____ EXTRAHIERTER TEXT
KALTE HERZEN
von Dieter Graumann
Unsere Gesellschaft wird, so hören wir oft, zunehmend
älter. Das ist schwer zu bestreiten und noch schwerer zu ändern.
Aber wahr ist darüber hinaus auch: Unsere Gesellschaft wird nicht
nur älter - sondern auch kälter. Wir leben, so scheint es, in
einer Zeit der kalten Herzen.
Zu viele egomane Ich-AGs? Apathie statt Empathie? Dafür
finden wir leider viele Bestätigungen und viel zu wenige, dann freilich
auch wieder besonders schöne Ausnahmen.
Aus gegebenem Anlass, und sicher nicht überraschenderweise,
will ich hier aber darüber sprechen, wie Juden und Judenfeindschaft
oft behandelt werden. Die Bereitschaft, sich einzusetzen in unserer Gesellschaft
- jedenfalls für die jüdische Gemeinschaft - ist allgemein gering.
Ist das nur ein Abbild für generelle Teilnahmslosigkeit oder ist
das sozusagen ein "jüdisches Sonderphänomen"? Wenn
es um das aktive, persönlich werdende Engagement geht, spüren
wir jedenfalls zu oft das laue Lüftchen der Lustlosigkeit.
Ein Beispiel: Im Februar wurde in Berlin ein Jüdischer
Kindergarten am Wochenende von Unbekannten verwüstet. Sie sind bis
heute unbekannt geblieben. Eine Rauchbombe wurde plaziert, Wände
und sogar Kinderspielzeug wurden mit vielen Hakenkreuzen und mit üblen
antisemitischen Parolen beschmiert. Ein widerwärtiger Akt, zweifellos.
Erstmals wurden - soll man sagen: wieder? - jüdische Kinder als Ziele
ausgesucht. Wie waren die Reaktionen? Die Politik reagierte klar, korrekt,
vorbildlich. Die Bundeskanzlerin schrieb einen Brief, der Bundesinnenminister
besuchte den Kindergarten, der Berliner Senat zeigte sich empört.
Aber: Wie reagierten eigentlich die Bürger, die Menschen in Berlin?
________
____ AUFGEFÜHRTE DATEN
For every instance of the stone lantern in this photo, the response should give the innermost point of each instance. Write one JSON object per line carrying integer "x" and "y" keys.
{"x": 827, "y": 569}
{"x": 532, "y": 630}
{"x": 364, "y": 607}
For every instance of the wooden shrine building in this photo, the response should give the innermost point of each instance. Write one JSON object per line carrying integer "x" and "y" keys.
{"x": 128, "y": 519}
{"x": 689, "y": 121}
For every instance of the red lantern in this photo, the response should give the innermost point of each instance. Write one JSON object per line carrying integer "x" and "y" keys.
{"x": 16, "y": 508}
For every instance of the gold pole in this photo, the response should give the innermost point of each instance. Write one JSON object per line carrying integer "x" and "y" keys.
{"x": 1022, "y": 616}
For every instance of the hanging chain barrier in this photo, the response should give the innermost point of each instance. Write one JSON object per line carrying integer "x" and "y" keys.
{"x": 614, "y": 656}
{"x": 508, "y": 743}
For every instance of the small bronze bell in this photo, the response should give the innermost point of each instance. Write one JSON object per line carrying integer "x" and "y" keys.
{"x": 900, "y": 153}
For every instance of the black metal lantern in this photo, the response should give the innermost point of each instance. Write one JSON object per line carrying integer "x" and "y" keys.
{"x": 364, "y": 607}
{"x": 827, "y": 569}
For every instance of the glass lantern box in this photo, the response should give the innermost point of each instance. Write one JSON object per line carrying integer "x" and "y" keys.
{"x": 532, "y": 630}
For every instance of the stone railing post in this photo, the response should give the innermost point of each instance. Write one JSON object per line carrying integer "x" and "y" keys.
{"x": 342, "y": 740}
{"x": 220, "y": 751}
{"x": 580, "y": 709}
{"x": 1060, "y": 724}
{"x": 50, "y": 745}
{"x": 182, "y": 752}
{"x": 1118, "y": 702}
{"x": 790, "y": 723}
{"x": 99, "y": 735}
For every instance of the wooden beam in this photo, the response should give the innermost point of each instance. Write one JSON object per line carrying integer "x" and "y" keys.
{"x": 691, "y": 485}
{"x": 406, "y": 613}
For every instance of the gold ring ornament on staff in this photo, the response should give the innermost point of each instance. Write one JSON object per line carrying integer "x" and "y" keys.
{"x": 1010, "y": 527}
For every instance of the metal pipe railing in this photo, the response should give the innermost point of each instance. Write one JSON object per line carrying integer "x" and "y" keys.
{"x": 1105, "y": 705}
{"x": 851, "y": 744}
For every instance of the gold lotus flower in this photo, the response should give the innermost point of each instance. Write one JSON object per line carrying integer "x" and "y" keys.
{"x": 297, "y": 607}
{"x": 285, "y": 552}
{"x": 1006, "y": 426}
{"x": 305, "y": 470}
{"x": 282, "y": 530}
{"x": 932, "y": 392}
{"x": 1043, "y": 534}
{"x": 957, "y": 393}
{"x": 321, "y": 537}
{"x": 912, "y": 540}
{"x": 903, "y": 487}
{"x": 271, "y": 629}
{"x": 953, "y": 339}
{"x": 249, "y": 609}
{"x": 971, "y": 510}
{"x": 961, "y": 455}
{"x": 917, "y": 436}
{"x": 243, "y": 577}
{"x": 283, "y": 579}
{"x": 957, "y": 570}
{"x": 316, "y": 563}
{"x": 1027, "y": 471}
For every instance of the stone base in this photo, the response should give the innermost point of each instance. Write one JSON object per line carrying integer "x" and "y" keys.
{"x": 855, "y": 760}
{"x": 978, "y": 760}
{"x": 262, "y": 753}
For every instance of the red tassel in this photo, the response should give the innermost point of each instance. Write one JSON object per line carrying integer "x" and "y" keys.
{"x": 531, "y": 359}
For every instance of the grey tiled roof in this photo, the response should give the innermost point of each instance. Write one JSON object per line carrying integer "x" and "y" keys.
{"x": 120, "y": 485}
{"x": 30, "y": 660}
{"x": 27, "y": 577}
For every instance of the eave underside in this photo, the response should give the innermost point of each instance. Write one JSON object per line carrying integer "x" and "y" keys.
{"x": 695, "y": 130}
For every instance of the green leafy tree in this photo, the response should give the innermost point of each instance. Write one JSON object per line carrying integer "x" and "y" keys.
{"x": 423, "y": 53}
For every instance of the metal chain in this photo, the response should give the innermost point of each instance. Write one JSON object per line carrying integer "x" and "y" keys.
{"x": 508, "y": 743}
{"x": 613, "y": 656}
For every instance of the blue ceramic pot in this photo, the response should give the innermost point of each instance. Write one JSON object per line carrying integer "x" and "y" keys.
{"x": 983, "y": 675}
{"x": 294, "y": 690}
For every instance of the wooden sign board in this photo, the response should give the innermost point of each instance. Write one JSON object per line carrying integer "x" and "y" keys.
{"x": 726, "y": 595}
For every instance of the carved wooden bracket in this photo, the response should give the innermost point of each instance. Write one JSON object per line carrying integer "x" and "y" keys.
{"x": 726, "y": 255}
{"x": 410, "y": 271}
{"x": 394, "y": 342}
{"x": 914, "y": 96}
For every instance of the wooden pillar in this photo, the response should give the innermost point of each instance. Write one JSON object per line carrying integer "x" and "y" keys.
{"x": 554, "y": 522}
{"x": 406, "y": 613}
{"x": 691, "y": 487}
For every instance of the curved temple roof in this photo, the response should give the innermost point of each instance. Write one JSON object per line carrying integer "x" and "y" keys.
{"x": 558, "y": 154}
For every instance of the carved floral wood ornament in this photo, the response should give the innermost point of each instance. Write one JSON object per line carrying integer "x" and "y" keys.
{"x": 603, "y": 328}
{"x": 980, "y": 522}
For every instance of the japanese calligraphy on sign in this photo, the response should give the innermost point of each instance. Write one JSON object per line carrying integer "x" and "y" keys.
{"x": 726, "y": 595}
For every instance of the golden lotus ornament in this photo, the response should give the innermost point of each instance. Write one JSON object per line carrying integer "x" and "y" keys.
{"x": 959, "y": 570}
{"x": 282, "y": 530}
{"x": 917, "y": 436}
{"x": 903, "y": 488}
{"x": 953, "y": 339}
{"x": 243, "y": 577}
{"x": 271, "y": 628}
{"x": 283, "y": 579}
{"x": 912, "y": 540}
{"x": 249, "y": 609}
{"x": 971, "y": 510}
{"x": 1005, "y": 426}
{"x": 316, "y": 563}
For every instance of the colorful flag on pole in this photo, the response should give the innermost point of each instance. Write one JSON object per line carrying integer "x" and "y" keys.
________
# AUFGABENZIEL:
Führen Sie den Text über die Kälte der Gesellschaft gegenüber Judenfeindschaft ab seinem letzten Satz fort.

# ANTWORT:
Nahezu überhaupt nicht. In der Umgebung des Kindergartens gibt es
noch andere Kindergärten, gibt es Schulen. Fast keine Reaktion. Von
der Nachbarschaft - nichts zu sehen. In Berlin gibt es zwei sehr große
Universitäten - kein einziger Student zeigte sich betroffen. Schwer
zu verstehen: Der Antisemitismus in Deutschland stößt, mitten
in Berlin, frech eine neue Tür auf - und die Gesellschaft spielt
kollektiv "toter Mann" und plätschert seelenruhig wohlig
auf den Wellen gleichmütiger Ignoranz. Lethargie statt Empathie,
Passivität statt Solidarität, Stille statt Ächtung, Frost
auf der Seele und kein Hauch von Herzlichkeit. Ein Menetekel? Jedenfalls
eine mächtig große Enttäuschung. Nicht, dass die meisten
Menschen im Land etwa derartige Angriffe gegen Juden billigten. Nein:
die allermeisten missbilligen das alles ohne jeden Zweifel. Aber: dagegen
auch etwas unternehmen, gar Gesicht zeigen, sich selbst leidenschaftlich
engagieren, das will offenbar aber doch lieber niemand wirklich. Jede
noch so verblödete und verblödende Fernseh-Show auf der Suche
nach dem nächsten Super-Niemand mobilisiert offenbar millionenfach
mehr Gefühle, als wenn es darum geht, ganz persönlich einmal
ein Zeichen für neues jüdisches Leben in Deutschland zu setzen.
Und die eigentliche Gefahr erwächst eben gar nicht von den neuen
Rechts-Radikalen, obwohl ich sie mir natürlich allesamt zum Teufel
wünsche, sondern von diesem großen Gefühl der gähnenden
Gleichgültigkeit.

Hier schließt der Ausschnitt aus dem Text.